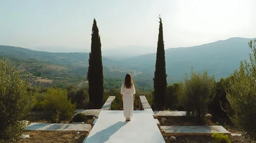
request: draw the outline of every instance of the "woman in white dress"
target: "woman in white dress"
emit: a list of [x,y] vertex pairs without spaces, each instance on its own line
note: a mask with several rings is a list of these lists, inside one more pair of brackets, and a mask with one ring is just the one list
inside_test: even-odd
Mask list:
[[131,75],[127,74],[125,82],[122,85],[121,94],[124,107],[124,116],[126,121],[131,121],[133,114],[133,101],[135,99],[135,88]]

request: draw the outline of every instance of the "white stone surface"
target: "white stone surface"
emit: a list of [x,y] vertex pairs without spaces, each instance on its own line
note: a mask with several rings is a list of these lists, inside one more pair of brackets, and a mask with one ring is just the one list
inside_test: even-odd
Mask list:
[[109,110],[111,106],[111,103],[115,98],[115,96],[109,96],[101,110]]
[[102,111],[85,142],[165,142],[152,114],[135,111],[126,122],[123,111]]
[[161,126],[165,136],[187,135],[211,135],[213,132],[230,135],[221,126]]
[[97,117],[100,112],[100,109],[90,109],[84,110],[82,113],[86,115],[92,115],[95,117]]
[[207,114],[205,115],[205,118],[208,119],[211,119],[212,116],[210,114]]
[[32,123],[27,126],[26,130],[38,131],[76,131],[90,132],[91,125],[84,124],[47,124]]
[[168,116],[168,117],[182,117],[186,116],[186,111],[154,111],[155,116]]
[[148,100],[145,96],[140,96],[141,103],[142,105],[142,110],[151,109],[151,107],[148,103]]
[[95,118],[94,121],[93,121],[93,123],[92,123],[92,125],[94,125],[96,123],[96,122],[97,121],[97,118]]

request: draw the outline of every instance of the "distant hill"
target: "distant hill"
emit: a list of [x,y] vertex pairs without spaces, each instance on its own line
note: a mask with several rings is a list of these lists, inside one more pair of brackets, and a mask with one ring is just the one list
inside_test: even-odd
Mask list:
[[103,49],[102,56],[112,60],[119,61],[156,52],[156,47],[129,45],[108,50]]
[[[196,72],[207,69],[209,75],[214,74],[217,80],[229,76],[239,68],[241,61],[248,59],[249,53],[251,51],[248,42],[252,39],[235,37],[201,45],[166,49],[166,67],[168,84],[180,82],[185,78],[185,73],[190,75],[192,66]],[[124,48],[128,51],[132,49]],[[112,57],[113,60],[103,56],[104,77],[123,79],[127,73],[130,73],[134,80],[143,81],[145,85],[152,86],[155,53],[134,57],[132,56],[136,54],[131,54],[129,56],[132,58],[121,60],[125,57],[123,55],[127,51],[123,50],[116,50],[114,54],[118,54],[120,56],[116,59]],[[49,53],[5,45],[0,45],[0,55],[49,62],[68,68],[67,72],[70,75],[82,76],[86,75],[89,58],[89,54],[84,52]]]
[[30,50],[37,51],[48,52],[51,53],[81,53],[89,51],[89,49],[80,49],[63,46],[41,46],[29,48]]
[[[0,55],[33,58],[60,64],[88,65],[89,54],[87,53],[50,53],[36,51],[20,47],[0,45]],[[111,60],[102,58],[104,64],[115,63]]]
[[[187,47],[171,48],[165,50],[166,73],[169,82],[179,82],[189,75],[191,66],[193,70],[207,69],[216,80],[231,74],[239,67],[241,60],[248,59],[251,52],[248,42],[253,39],[231,38],[225,40]],[[155,54],[139,56],[121,60],[127,66],[152,74],[155,70]]]

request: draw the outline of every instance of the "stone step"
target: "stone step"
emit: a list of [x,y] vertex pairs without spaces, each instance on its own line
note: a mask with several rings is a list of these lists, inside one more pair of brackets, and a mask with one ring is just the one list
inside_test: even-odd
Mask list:
[[221,126],[161,126],[166,136],[174,135],[206,135],[220,133],[231,135]]
[[[93,127],[93,126],[94,125],[94,124],[96,123],[96,122],[97,122],[97,118],[95,118],[94,120],[94,121],[93,121],[93,123],[92,123],[92,127]],[[155,118],[154,120],[155,120],[155,123],[156,123],[156,125],[157,125],[159,129],[161,129],[161,127],[160,127],[160,123],[159,122],[159,121],[157,118]]]
[[44,131],[86,131],[90,132],[91,126],[84,124],[48,124],[32,123],[27,126],[25,130]]
[[97,118],[100,112],[101,112],[100,109],[89,109],[84,110],[82,113],[86,115],[92,116]]
[[102,108],[101,109],[101,110],[109,110],[111,109],[111,103],[115,99],[115,96],[109,96],[106,102],[105,103]]
[[85,143],[165,142],[152,114],[134,112],[131,121],[125,121],[123,112],[102,110]]

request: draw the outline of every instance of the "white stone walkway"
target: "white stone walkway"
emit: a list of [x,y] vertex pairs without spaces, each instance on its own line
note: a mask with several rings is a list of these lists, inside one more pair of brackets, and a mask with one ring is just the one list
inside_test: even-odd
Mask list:
[[101,111],[85,143],[165,143],[152,113],[134,111],[126,122],[123,111]]
[[214,132],[231,135],[230,132],[221,126],[161,126],[161,128],[164,130],[165,136],[212,135]]
[[26,127],[25,130],[44,131],[86,131],[89,132],[91,125],[83,124],[47,124],[32,123]]

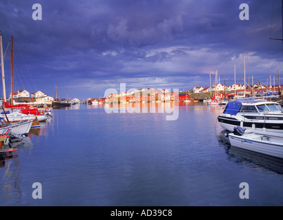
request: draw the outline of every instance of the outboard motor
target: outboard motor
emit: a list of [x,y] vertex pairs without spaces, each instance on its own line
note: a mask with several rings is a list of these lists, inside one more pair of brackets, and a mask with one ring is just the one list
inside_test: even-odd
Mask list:
[[242,135],[244,135],[245,131],[246,129],[244,129],[242,126],[237,126],[234,127],[233,133],[235,135],[242,136]]

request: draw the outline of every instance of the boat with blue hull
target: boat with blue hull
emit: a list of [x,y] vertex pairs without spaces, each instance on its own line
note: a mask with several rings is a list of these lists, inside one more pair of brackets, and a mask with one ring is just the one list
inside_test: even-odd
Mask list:
[[231,146],[283,159],[283,133],[237,126],[228,136]]
[[235,126],[283,133],[283,109],[276,102],[238,99],[229,101],[217,117],[224,129],[232,132]]

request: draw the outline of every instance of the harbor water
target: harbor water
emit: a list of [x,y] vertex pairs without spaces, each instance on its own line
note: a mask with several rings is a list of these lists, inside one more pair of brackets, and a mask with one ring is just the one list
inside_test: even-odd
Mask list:
[[1,161],[0,206],[283,205],[282,160],[231,147],[218,106],[175,107],[171,120],[166,111],[53,109]]

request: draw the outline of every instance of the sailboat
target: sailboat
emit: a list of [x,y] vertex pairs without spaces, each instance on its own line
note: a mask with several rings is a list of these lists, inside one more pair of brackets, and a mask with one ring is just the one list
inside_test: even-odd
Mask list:
[[[21,135],[21,134],[27,134],[32,126],[33,122],[33,120],[30,120],[28,118],[26,120],[24,117],[19,118],[19,121],[15,122],[15,120],[9,120],[9,118],[8,116],[8,113],[6,112],[5,109],[5,104],[6,103],[6,87],[5,87],[5,74],[4,74],[4,62],[3,62],[3,44],[2,44],[2,34],[0,34],[0,55],[1,55],[1,72],[2,72],[2,85],[3,85],[3,104],[4,107],[2,107],[2,109],[3,110],[3,115],[5,115],[5,118],[0,117],[0,133],[3,132],[5,129],[11,129],[12,132]],[[12,50],[11,50],[11,67],[12,67]],[[12,74],[12,68],[11,68]],[[8,103],[8,102],[7,102]],[[9,112],[10,113],[10,112]],[[4,120],[6,118],[6,121]],[[38,121],[37,121],[38,122]]]
[[52,107],[70,107],[71,102],[64,102],[60,98],[57,97],[57,86],[55,85],[56,88],[56,98],[52,102]]

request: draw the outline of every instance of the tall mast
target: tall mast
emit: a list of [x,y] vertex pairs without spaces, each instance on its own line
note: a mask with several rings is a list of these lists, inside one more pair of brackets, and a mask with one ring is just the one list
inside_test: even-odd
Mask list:
[[236,65],[235,65],[235,64],[234,64],[234,78],[235,78],[235,79],[234,79],[234,80],[235,80],[234,84],[236,85]]
[[244,54],[244,97],[246,97],[246,58]]
[[[282,9],[283,10],[283,9]],[[280,92],[280,74],[278,71],[278,95],[281,95]]]
[[211,92],[211,72],[209,73],[209,79],[210,79],[210,82],[211,82],[211,97],[212,96],[212,92]]
[[55,85],[55,89],[56,89],[56,98],[57,98],[57,86]]
[[6,101],[6,91],[5,87],[5,73],[4,73],[4,61],[3,58],[3,45],[2,45],[2,34],[0,34],[0,54],[1,54],[1,69],[2,71],[2,85],[3,85],[3,99],[4,100],[4,103]]
[[11,105],[13,105],[13,37],[11,36]]

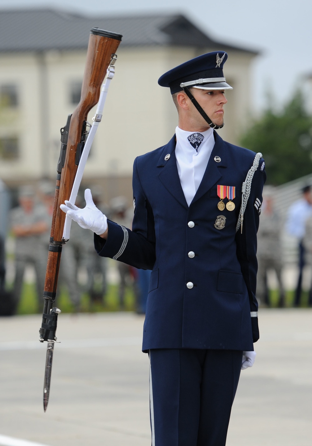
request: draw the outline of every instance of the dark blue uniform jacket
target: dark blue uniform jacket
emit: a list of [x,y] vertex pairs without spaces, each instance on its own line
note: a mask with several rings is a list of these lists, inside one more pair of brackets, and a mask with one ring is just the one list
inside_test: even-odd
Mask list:
[[[108,221],[107,240],[95,236],[100,256],[152,270],[143,351],[250,351],[259,337],[258,318],[251,314],[254,316],[258,310],[256,234],[264,164],[261,159],[252,181],[242,234],[240,229],[236,233],[241,185],[255,153],[214,135],[214,147],[189,207],[178,173],[175,135],[166,145],[134,161],[132,230]],[[218,210],[218,184],[236,187],[234,211]],[[220,215],[225,224],[218,229],[214,224]]]

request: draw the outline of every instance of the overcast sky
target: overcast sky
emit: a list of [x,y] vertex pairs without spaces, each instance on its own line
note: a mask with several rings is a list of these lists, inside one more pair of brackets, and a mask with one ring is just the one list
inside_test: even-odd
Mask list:
[[269,86],[277,106],[294,94],[297,86],[304,85],[311,94],[304,79],[312,74],[311,0],[0,0],[1,8],[31,7],[91,16],[183,13],[215,39],[260,51],[253,69],[256,109],[263,107]]

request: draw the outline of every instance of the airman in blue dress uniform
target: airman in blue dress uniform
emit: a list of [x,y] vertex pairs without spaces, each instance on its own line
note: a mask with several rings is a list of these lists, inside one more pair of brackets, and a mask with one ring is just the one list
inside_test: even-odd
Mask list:
[[83,209],[61,206],[95,233],[100,256],[152,270],[143,350],[154,446],[225,444],[240,371],[253,363],[259,338],[265,169],[261,154],[216,132],[232,88],[227,58],[223,51],[203,54],[158,80],[170,88],[179,125],[168,144],[134,161],[132,230],[107,220],[89,190]]

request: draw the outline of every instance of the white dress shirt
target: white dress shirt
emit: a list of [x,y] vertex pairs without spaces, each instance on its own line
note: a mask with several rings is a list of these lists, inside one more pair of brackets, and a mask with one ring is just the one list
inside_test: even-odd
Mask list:
[[189,206],[199,187],[215,145],[213,130],[186,132],[175,129],[175,157],[178,172]]

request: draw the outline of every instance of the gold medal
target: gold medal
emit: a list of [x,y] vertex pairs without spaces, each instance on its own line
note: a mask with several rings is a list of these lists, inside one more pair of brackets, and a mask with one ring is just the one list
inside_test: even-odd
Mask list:
[[228,201],[226,203],[226,209],[228,211],[234,211],[235,205],[233,201]]
[[223,202],[223,198],[226,196],[226,186],[221,186],[218,184],[217,186],[217,194],[220,201],[218,203],[218,209],[219,211],[224,211],[225,205]]
[[219,211],[224,211],[225,208],[225,205],[223,202],[223,201],[221,200],[221,201],[219,201],[218,203],[218,209]]

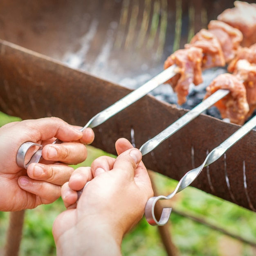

== WHAT IS REQUIRED ==
Rewrite the records from the line with "request: draw the outline of every instance of the tall" up to and including the line with "[[11,105],[13,105],[13,37],[11,36]]" as a JSON list of strings, one string per line and no blank lines.

== COMPLETE ANSWER ==
[
  "request: draw the outline of every instance of the tall mast",
  "target: tall mast",
  "emit: a list of [x,y] vertex pairs without spaces, each instance on its own line",
  "note: a mask with several rings is a list of these lists, inside one more pair of brackets, and a mask with one ring is just the one list",
  "inside_test: even-odd",
  "Mask list:",
  "[[236,65],[235,65],[235,64],[234,64],[234,78],[235,78],[235,79],[234,79],[234,80],[235,80],[234,84],[236,85]]",
  "[[244,54],[244,97],[246,97],[246,58]]",
  "[[[282,9],[283,10],[283,9]],[[280,92],[280,74],[278,71],[278,95],[281,95]]]",
  "[[211,92],[211,72],[209,73],[209,79],[210,79],[210,82],[211,82],[211,97],[212,96],[212,92]]",
  "[[55,85],[55,89],[56,89],[56,98],[57,98],[57,86]]",
  "[[6,101],[6,91],[5,87],[5,73],[4,73],[4,61],[3,58],[3,45],[2,45],[2,34],[0,34],[0,54],[1,54],[1,69],[2,71],[2,85],[3,85],[3,99],[4,100],[4,103]]",
  "[[11,105],[13,105],[13,37],[11,36]]"
]